▶ **What you are asked to do**: Print the records exactly. Miss nothing.
--- Supplied records ---
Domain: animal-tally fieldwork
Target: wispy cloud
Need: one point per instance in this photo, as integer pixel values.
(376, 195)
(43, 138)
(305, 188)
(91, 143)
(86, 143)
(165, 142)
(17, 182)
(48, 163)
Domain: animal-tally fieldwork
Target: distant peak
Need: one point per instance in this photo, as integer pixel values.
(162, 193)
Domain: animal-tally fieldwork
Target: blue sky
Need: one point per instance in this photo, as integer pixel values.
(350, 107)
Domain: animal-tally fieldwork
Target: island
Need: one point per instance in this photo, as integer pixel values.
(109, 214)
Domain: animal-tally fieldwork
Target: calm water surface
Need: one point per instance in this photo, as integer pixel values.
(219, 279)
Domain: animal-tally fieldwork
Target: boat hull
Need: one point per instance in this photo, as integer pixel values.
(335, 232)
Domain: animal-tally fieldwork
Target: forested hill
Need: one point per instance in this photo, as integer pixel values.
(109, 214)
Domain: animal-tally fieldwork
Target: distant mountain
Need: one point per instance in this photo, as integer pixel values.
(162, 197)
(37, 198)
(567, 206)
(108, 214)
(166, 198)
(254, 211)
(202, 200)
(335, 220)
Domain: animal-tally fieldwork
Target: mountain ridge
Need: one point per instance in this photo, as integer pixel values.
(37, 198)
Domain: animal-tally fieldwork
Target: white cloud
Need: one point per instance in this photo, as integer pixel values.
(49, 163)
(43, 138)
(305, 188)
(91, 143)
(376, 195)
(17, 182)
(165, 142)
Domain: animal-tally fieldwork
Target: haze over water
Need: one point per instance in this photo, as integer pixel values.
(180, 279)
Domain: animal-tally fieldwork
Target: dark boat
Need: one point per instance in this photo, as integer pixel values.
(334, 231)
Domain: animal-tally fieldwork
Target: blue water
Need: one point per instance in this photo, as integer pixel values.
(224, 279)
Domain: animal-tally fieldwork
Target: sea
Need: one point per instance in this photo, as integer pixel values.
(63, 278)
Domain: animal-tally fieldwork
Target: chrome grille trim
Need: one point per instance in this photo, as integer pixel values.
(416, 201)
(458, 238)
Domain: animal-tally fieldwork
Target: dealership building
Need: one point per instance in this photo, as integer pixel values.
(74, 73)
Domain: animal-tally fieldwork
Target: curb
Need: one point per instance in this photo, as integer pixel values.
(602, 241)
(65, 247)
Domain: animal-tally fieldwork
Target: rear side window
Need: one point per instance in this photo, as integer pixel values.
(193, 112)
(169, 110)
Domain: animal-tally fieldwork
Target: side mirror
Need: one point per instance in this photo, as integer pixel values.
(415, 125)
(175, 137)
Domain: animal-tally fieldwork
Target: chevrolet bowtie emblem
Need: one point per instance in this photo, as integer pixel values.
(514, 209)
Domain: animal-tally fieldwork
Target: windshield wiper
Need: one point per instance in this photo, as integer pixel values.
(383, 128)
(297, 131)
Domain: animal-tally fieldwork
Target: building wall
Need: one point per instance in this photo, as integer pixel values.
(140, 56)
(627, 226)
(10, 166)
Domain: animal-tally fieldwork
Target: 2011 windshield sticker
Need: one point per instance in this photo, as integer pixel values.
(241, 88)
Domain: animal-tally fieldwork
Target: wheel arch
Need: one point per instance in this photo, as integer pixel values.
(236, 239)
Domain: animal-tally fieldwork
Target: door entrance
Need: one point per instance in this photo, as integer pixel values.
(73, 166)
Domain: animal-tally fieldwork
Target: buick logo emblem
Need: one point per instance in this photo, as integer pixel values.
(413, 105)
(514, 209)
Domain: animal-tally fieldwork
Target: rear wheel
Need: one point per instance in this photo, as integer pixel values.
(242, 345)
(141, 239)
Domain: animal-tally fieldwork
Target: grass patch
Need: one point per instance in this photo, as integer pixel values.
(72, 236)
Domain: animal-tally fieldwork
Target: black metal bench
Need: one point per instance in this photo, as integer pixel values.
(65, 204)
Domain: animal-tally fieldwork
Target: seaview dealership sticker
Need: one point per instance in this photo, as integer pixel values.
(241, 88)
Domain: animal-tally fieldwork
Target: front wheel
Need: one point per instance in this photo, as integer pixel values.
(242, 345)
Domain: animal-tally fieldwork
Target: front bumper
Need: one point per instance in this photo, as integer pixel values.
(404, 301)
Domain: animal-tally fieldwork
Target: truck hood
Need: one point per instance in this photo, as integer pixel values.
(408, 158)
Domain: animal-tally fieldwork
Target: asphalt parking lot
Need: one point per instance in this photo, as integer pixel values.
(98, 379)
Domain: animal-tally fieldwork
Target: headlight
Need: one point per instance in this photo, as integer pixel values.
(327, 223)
---
▶ **Response for this exercise**:
Domain: animal-tally fieldwork
Target: wispy cloud
Need: one point per instance in this photo, as integer pixel values.
(376, 195)
(43, 138)
(305, 188)
(91, 143)
(86, 143)
(165, 142)
(17, 182)
(48, 163)
Domain: animal-tally fieldwork
Target: distant peak
Need: one point per instance in this photo, as integer pixel values.
(162, 193)
Domain: animal-tally fieldwork
Target: blue sky
Need: one point per instance in this photo, as integer pixel values.
(350, 107)
Domain: animal-tally fieldwork
Target: island
Need: one point per instance in this photo, as integer pixel values.
(109, 214)
Domain: animal-tally fieldwork
Target: calm water surface
Need: one point per instance in this photo, as integer pixel values.
(219, 279)
Domain: animal-tally fieldwork
Target: boat hull
Need: one point per instance in this photo, as integer pixel values.
(335, 232)
Domain: animal-tally fieldwork
Target: forested hill
Need: one point per instance in this photo, as integer pixel values.
(109, 214)
Domain: animal-tally fieldwork
Target: distant mountain
Need: one point per instance in this photo, as integer pixel values.
(162, 197)
(37, 198)
(567, 206)
(108, 214)
(166, 198)
(254, 211)
(202, 200)
(335, 220)
Domain: animal-tally fieldwork
Target: mountain ridge
Need: one point per instance in this photo, as integer pixel values.
(37, 198)
Domain: animal-tally fieldwork
Target: white cloud
Need: one point per instance in this photo, as integer pixel values.
(49, 163)
(43, 138)
(305, 188)
(91, 143)
(376, 195)
(17, 182)
(165, 142)
Domain: animal-tally fieldwork
Target: haze over water
Need: one point per instance in this photo, as integer pixel values.
(180, 279)
Domain: animal-tally fieldwork
Target: dark boat
Need: one point per instance in this photo, as integer pixel values.
(334, 231)
Domain: animal-tally fieldwork
Target: blue water
Need: one point per instance in this photo, as integer pixel values.
(224, 279)
Domain: animal-tally fieldwork
Target: sea
Need: one point per instance in this photo, as integer pixel values.
(63, 278)
Domain: animal-tally fieldwork
Target: chrome grille trim
Need: one point per instance in this photo, as integer pixel values.
(416, 201)
(458, 238)
Domain: animal-tally fieldwork
Target: dealership building
Need: one point per instance in this photo, as integer pixel values.
(74, 73)
Domain: animal-tally fieldwork
Target: curb
Need: one point per instance in this photo, as integer pixel values.
(602, 241)
(65, 247)
Domain: animal-tally fieldwork
Target: rear side window
Need: one point per instance in this photo, as integer pixel values.
(193, 112)
(169, 110)
Domain: animal-tally fieldwork
Target: side mirror
Need: one point per instance in this photo, as integer pixel values.
(415, 125)
(175, 137)
Domain: animal-tally fieldwork
Target: chevrolet bowtie emblem
Need: one point per instance in this photo, as integer pixel values.
(514, 209)
Domain: animal-tally fieldwork
Target: windshield wiper
Need: one point per instance in this photo, as integer pixel values.
(383, 128)
(297, 131)
Domain: animal-tally fieldwork
Target: building wall
Need: one point per instance in this photo, as integer pixel values.
(140, 56)
(627, 226)
(10, 166)
Domain: animal-tally fieldwork
Target: 2011 windshield sticker
Need: one point per instance in this photo, as integer pixel values.
(241, 88)
Domain: animal-tally fieldwork
Target: wheel arch
Need: one point per instance in this photo, as integer pixel values.
(236, 239)
Domain: animal-tally fieldwork
Target: door entrance
Need: one point per instance in this photo, as integer pixel values.
(73, 166)
Domain: animal-tally fieldwork
Target: buick logo emblem
Need: one point per instance in this photo, as integer pixel values.
(413, 105)
(514, 209)
Domain: animal-tally fieldwork
Target: rear wheel
Need: one point per instance in this photo, as integer pixel values.
(242, 345)
(141, 239)
Domain: animal-tally fieldwork
Target: grass patch
Need: one point per instance in this photo, as integer pixel values.
(72, 236)
Domain: animal-tally fieldwork
Target: black metal bench
Need: one point per instance in this photo, as integer pixel values.
(65, 204)
Domain: animal-tally fieldwork
Target: seaview dealership sticker
Need: one point per instance in this photo, as integer pixel values.
(241, 88)
Domain: animal-tally fieldwork
Target: front wheel
Need: one point per instance in this photo, as integer pixel values.
(242, 345)
Domain: animal-tally fieldwork
Target: front bumper
Need: one point per instance in this photo, as integer pixel values.
(404, 301)
Domain: animal-tally fieldwork
Target: truck hood
Need: one point per instance in this photo, as integer pixel values.
(408, 158)
Domain: animal-tally fieldwork
Target: asphalt parking lot
Need: one point per instance in this photo, as integer pixel values.
(98, 379)
Domain: animal-tally fieldwork
Target: headlight
Need: one point per instance in this photo, as integer pixel values.
(327, 223)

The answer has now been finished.